Information supplied -

● ● ● ● ● ● ●

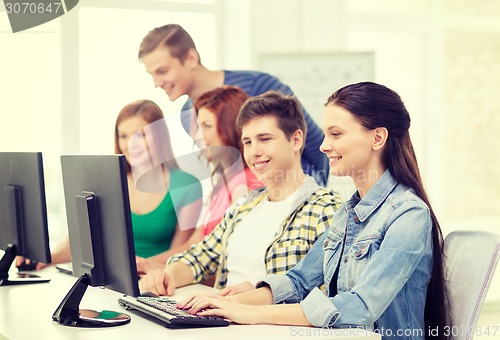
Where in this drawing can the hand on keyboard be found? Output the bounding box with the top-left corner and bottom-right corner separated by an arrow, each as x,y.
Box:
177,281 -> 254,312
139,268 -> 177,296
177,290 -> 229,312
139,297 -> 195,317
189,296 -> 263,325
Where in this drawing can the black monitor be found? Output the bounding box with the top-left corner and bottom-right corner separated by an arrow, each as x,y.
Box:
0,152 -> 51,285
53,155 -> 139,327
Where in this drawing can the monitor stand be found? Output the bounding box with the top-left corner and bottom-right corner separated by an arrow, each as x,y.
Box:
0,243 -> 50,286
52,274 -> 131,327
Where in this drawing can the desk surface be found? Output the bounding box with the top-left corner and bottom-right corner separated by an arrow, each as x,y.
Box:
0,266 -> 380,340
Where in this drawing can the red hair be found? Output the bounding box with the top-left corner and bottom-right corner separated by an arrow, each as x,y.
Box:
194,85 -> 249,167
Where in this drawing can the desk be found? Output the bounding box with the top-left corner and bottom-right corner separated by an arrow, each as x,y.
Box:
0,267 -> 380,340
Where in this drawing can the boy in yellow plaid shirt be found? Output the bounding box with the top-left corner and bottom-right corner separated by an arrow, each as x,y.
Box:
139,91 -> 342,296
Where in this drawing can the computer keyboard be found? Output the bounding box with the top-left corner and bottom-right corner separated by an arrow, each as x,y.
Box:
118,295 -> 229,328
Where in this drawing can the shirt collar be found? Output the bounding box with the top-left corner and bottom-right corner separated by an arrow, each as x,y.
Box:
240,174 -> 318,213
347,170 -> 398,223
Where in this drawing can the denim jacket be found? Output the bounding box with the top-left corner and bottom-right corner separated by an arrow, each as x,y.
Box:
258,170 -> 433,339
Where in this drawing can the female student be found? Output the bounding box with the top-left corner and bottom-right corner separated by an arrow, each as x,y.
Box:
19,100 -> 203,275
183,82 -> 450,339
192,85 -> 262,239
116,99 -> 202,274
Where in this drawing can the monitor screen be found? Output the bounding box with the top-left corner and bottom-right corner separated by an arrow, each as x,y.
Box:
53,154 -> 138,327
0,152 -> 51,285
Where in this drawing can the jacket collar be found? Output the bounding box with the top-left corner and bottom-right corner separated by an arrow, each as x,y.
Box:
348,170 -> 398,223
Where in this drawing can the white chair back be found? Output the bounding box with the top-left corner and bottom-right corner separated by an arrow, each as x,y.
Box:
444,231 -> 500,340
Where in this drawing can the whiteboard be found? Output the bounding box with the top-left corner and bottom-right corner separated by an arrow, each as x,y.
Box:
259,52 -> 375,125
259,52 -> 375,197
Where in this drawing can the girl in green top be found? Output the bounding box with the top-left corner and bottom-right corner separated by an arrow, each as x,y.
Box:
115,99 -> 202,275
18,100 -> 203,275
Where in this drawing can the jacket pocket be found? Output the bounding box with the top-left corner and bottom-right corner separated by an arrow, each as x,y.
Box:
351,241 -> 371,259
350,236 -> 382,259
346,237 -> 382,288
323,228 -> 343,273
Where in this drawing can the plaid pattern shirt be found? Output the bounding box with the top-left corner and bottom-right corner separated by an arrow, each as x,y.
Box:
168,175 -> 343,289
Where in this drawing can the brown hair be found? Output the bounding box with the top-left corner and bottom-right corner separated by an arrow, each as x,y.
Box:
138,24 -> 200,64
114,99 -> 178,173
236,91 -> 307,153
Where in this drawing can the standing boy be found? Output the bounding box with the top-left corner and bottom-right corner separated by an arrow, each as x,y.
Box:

● ● ● ● ● ● ●

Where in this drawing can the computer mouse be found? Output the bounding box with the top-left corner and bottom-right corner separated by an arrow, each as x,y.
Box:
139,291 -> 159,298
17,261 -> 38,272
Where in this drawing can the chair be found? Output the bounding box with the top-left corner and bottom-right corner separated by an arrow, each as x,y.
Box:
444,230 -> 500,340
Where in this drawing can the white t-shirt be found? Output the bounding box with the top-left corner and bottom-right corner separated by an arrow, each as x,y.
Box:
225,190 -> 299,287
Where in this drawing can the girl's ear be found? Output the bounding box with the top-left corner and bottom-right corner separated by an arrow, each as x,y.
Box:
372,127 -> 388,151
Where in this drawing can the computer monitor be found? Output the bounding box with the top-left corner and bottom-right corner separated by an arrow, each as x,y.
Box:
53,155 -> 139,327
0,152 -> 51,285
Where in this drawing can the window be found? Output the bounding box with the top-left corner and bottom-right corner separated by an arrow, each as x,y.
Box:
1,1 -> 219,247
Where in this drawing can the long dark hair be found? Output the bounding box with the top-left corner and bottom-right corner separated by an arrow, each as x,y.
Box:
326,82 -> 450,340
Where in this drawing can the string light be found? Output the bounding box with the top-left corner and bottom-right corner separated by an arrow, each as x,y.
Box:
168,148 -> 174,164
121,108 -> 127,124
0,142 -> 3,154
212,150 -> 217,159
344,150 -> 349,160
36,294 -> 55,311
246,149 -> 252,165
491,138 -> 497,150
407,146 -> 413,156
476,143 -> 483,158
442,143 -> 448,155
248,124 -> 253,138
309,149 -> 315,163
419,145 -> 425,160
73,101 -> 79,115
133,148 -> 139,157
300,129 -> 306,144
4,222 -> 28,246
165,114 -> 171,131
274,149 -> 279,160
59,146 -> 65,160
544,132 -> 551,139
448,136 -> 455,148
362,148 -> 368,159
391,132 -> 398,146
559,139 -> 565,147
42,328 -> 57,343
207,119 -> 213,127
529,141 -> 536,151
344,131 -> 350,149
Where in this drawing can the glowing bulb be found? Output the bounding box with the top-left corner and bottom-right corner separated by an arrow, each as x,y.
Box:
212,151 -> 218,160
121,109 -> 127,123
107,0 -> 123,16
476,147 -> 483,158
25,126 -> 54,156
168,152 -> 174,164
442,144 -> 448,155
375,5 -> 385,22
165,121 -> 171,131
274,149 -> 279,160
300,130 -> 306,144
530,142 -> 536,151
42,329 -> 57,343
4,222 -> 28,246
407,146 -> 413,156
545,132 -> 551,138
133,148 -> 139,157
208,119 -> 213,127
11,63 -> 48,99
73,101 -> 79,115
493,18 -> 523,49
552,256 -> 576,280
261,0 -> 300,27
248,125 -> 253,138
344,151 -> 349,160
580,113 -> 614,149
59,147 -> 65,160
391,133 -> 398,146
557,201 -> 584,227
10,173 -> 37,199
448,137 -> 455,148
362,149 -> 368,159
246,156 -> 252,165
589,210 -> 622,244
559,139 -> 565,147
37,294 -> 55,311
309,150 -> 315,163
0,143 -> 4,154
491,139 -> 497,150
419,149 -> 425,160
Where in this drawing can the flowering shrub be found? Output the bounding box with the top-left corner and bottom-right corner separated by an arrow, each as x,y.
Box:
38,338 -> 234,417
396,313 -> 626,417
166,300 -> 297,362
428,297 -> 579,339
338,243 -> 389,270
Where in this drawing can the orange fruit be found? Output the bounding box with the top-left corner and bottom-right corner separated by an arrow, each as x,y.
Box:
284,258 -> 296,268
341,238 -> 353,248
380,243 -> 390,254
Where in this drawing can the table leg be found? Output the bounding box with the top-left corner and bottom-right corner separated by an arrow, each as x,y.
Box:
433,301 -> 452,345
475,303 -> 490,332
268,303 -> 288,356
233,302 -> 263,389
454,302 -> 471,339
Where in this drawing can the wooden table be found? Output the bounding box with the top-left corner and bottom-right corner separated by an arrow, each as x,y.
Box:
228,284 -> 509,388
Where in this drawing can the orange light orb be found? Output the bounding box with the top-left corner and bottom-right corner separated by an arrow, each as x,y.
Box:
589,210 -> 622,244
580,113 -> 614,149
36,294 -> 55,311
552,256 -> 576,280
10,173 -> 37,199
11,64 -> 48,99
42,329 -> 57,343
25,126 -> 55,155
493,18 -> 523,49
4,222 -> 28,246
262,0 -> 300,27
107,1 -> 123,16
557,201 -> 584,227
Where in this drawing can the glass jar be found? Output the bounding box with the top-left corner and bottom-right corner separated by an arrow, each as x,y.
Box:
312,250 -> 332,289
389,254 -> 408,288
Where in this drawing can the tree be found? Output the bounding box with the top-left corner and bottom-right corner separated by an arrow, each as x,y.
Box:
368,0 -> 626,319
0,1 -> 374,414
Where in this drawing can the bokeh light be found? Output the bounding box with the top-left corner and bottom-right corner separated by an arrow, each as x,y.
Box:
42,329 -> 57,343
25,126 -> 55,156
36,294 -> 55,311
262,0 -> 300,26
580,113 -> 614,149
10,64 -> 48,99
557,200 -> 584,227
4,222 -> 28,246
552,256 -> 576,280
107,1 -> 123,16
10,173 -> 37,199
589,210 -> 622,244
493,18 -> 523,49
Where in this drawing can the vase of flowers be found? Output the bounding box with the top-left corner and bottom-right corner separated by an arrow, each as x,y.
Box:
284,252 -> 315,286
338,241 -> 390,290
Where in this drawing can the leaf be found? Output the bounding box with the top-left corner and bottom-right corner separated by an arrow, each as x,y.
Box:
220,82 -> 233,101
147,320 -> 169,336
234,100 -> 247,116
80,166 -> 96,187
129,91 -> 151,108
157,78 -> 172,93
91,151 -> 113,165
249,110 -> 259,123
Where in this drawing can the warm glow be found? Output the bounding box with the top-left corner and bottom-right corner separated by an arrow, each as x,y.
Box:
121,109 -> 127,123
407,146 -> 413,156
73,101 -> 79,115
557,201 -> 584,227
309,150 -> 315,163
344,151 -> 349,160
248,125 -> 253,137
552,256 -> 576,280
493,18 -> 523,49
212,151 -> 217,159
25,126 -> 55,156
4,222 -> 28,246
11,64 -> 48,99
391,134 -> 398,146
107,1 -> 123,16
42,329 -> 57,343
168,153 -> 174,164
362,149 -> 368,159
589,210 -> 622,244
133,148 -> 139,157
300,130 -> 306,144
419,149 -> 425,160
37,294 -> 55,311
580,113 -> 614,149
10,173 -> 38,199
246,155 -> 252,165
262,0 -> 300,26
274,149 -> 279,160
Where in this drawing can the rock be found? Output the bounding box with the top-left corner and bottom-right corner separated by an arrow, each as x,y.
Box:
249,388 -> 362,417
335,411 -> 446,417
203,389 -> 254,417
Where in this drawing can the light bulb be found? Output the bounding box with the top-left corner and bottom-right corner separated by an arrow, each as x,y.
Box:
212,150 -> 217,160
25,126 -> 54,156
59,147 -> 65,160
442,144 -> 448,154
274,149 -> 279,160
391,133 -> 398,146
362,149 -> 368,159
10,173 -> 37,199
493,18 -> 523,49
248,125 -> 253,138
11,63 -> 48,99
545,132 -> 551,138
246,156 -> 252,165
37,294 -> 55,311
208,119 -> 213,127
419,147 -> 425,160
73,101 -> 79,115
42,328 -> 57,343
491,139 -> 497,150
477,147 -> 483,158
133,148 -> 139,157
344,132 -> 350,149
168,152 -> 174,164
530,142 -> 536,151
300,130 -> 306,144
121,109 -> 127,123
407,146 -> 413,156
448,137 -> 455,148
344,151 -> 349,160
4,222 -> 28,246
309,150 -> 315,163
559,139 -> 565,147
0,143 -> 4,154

● ● ● ● ● ● ●

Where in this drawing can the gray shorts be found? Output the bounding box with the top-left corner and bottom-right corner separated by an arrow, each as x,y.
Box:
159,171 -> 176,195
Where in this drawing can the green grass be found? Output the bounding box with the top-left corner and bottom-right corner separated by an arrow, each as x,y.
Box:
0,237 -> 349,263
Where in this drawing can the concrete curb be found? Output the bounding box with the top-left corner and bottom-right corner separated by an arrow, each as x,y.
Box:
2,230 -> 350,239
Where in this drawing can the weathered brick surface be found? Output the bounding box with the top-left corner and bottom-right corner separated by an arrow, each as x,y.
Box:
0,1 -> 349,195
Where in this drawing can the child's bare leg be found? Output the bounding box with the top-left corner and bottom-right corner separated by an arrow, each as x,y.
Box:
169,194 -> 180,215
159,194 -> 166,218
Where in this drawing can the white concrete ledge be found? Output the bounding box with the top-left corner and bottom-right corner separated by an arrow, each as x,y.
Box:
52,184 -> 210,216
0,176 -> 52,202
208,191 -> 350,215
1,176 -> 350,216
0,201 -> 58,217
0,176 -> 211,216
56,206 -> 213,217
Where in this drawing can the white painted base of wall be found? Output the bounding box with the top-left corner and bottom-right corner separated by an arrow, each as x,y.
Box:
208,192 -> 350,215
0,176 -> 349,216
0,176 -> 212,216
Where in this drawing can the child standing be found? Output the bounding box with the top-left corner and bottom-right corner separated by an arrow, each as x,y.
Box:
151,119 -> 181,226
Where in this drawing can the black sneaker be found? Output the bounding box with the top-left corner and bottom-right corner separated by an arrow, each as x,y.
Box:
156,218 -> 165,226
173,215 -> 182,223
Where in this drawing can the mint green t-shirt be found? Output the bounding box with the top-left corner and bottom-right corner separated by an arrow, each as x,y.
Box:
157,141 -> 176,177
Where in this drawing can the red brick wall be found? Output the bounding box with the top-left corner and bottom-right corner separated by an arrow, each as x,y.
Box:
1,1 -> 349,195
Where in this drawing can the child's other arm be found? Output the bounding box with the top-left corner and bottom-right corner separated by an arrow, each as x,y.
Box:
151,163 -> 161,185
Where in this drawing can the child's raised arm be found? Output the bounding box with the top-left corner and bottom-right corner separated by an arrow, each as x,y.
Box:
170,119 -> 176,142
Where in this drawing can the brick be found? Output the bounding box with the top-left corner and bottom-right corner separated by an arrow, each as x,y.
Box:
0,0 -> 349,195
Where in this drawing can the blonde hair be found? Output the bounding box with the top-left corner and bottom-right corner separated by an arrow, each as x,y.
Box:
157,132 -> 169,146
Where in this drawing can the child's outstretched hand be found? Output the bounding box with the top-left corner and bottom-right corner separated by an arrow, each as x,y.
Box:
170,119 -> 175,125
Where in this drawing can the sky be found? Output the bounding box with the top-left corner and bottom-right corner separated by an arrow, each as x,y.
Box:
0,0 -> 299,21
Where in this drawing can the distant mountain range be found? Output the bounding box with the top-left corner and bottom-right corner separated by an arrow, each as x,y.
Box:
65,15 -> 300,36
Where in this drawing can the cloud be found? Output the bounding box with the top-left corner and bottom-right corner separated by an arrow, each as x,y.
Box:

● ● ● ● ● ● ●

Which lines of the data include "jacket"? Copy each of them.

Exercise output -
Where in this drawing can the denim jacket be found? Output the bounding box with the top-left corner and bottom-right corner separated by an arrow, each as x,y.
Where in this drawing can the jacket collar be found? Output the bounding box with the top-left corner and bottom-right corner separated by an arrow, each as x,y.
Where in this drawing can the jacket pocket be found? Output the bounding box with the top-left corner and bottom-right corner separated by an arrow, each as x,y.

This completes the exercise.